§ **INSTRUCTIONS TO FOLLOW**
According to the case summary, on what date was C born?

(EXTRACTED TEXT)

C is aged 23 years, having been born on 5 February 1996. His claim is based on an allegation of brain injury caused by negligence in his mother’s antenatal care. The alleged negligence concerns the administration to C’s mother of Nifedipine during an admission on 25/26 November 1995 when she was just short of 31 weeks pregnant. [1]
Nifedipine is a tocolytic drug, that is to say its purpose is to suppress or postpone pre-term labour. C’s case is that it was negligent to administer Nifedipine. This is denied by D. [2]
C alleges that:
i) his mother was not in preterm labour;
ii) Nifedipine should only have been administered as part of a clinical trial and the safety of the drug was not confirmed;
iii) the drug was administered contrary to the Defendant’s own protocol. [4]
(1) It was reasonable for D to diagnose, as she did, that [mother] was in threatened preterm labour. It was therefore reasonable to prescribe tocolysis
(2) There was no breach of duty in prescribing Nifedipine in 1995
(3) Failure to set up intravenous infusion prior to administration of Nifedipine was not a breach of duty
(4) The administration of a second dose of Nifedipine was not a breach of duty. [157]
C has not proved any breach of duty on the part of D and the claim must therefore fail. [158]
Note: at paragraph 159 “…If a doctor who would have been held liable in 1995 for breach of duty in prescribing a drug whose use was not accepted as appropriate by a responsible body of practitioners is subsequently vindicated, such that a doctor prescribing the same drug in 2002 would not be in breach of duty because of changes of opinion in the profession, should the 1995 doctor be held to be negligent in a trial taking place after 2002?…” – isn’t this similar to the situation pertaining to prophylactic ABx in patients with valve lesions and dental treatment – the practice changed a few years ago.

(End EXTRACTED TEXT)
(DATASET EXCERPT)

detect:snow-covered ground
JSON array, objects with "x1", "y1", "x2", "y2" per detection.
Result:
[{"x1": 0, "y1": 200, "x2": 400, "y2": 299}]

(End DATASET EXCERPT)

§ **RESULT FOR THIS EXERCISE**
5 February 1996